EXERCISE OBJECTIVE :: Pull out each line of the data below that contains the string "aircraft", copying those lines in full. Matches are case-sensitive.

AVAILABLE DATA ::
■ ■ ■
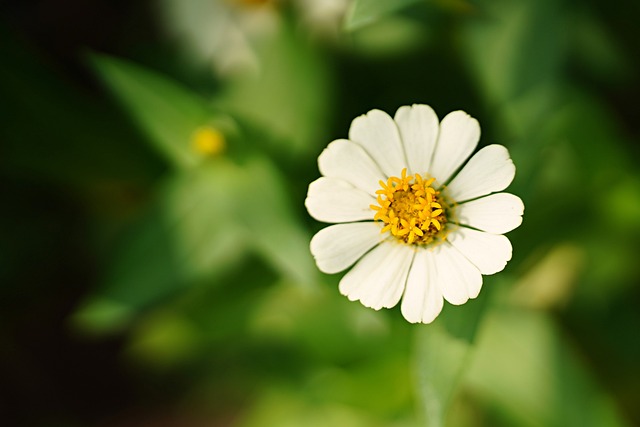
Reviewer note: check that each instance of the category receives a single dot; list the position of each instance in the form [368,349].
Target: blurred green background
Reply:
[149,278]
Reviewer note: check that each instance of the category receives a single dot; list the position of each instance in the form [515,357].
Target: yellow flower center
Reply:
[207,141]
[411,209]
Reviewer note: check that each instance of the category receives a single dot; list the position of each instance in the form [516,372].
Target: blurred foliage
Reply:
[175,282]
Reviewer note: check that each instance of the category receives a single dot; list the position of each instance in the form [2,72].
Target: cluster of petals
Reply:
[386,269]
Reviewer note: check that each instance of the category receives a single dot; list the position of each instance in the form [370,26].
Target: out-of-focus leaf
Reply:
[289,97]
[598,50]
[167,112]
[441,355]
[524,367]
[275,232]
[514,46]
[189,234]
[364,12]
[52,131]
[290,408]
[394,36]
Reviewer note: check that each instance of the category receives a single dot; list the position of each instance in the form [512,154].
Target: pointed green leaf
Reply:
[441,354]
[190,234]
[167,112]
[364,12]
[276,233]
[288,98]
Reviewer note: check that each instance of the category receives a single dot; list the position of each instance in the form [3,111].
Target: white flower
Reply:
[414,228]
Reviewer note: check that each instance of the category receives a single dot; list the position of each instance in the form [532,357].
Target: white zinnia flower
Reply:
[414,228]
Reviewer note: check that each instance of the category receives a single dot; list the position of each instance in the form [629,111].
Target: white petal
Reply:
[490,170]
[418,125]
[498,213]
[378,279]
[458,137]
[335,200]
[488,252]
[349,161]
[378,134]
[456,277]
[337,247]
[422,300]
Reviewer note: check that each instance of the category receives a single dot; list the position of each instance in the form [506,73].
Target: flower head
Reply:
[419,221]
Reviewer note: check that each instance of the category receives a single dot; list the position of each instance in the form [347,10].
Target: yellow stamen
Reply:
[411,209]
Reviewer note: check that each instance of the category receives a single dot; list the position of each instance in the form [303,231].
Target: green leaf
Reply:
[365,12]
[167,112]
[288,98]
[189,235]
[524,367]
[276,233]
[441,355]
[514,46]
■ ■ ■
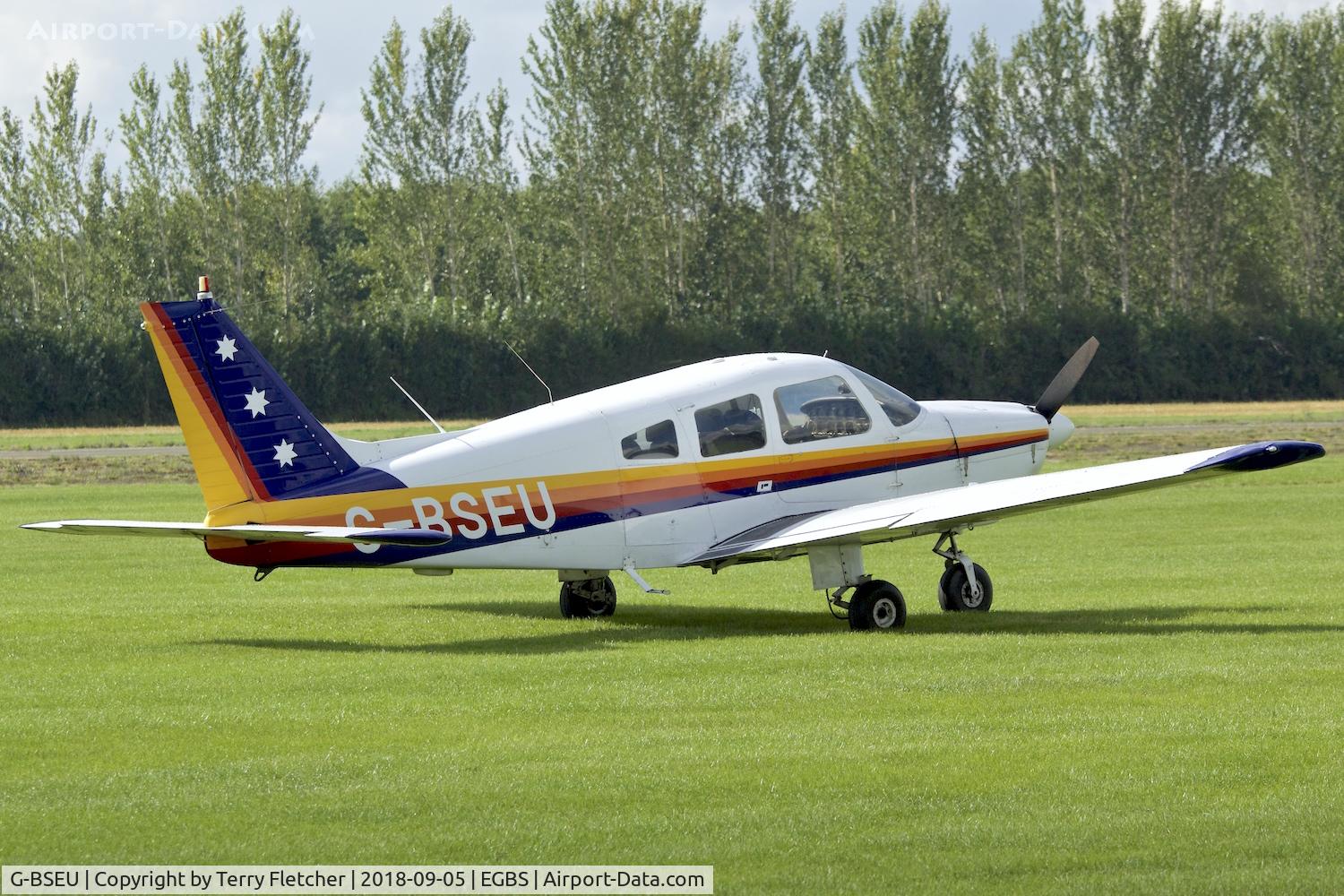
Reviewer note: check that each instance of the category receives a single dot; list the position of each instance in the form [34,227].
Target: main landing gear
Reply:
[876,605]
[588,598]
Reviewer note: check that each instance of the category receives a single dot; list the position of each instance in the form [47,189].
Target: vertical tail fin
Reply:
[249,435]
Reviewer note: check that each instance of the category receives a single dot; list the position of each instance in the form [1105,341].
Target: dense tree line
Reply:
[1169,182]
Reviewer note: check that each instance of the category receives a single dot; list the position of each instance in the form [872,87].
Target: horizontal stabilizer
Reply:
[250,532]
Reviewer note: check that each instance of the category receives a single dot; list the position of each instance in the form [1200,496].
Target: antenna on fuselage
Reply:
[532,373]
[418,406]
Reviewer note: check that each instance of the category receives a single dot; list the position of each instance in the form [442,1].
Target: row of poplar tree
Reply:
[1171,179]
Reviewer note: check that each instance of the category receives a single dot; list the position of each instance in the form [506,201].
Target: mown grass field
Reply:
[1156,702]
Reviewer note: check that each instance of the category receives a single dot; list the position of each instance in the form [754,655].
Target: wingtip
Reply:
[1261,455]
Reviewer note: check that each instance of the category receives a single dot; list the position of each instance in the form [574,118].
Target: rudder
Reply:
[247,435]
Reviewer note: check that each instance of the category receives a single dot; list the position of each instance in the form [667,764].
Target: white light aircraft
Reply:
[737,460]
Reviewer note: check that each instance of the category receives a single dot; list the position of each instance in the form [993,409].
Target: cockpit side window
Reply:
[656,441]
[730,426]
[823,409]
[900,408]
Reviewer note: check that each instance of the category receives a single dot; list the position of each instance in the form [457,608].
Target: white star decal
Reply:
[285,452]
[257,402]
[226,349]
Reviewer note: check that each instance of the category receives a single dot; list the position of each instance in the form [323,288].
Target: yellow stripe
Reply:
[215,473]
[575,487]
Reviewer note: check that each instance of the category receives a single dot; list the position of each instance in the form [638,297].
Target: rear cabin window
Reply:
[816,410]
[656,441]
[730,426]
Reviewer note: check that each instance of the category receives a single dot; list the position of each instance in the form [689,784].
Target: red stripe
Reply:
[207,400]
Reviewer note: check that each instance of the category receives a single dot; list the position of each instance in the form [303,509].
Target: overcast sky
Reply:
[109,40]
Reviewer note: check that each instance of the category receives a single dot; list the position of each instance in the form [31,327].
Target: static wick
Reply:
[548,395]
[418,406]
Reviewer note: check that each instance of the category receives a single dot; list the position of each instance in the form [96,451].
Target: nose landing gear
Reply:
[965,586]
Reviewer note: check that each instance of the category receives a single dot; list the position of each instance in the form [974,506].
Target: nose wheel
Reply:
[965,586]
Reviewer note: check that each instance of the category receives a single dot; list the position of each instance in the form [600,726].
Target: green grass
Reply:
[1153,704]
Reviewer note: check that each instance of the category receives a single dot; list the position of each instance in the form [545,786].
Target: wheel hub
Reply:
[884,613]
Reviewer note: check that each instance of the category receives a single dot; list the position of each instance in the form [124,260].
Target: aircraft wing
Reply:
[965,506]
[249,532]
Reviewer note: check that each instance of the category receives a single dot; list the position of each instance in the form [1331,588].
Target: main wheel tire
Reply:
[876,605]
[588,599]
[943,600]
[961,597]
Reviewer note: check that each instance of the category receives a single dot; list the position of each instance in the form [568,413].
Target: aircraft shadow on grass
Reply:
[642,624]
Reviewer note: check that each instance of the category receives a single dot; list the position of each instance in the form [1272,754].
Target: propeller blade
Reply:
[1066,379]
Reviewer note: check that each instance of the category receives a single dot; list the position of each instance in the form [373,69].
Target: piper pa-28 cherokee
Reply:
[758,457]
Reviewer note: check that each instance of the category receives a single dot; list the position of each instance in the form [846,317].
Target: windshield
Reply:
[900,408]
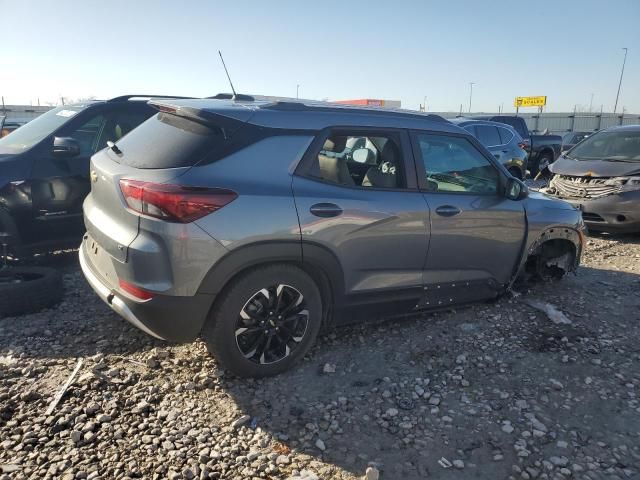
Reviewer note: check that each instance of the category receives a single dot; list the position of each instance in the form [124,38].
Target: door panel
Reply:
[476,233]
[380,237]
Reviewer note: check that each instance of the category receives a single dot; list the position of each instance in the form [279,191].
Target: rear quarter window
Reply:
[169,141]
■ ■ ■
RESULT FOR THIS TASK ::
Target: white light aircraft
Target: aircraft wing
Target: aircraft shadow on grass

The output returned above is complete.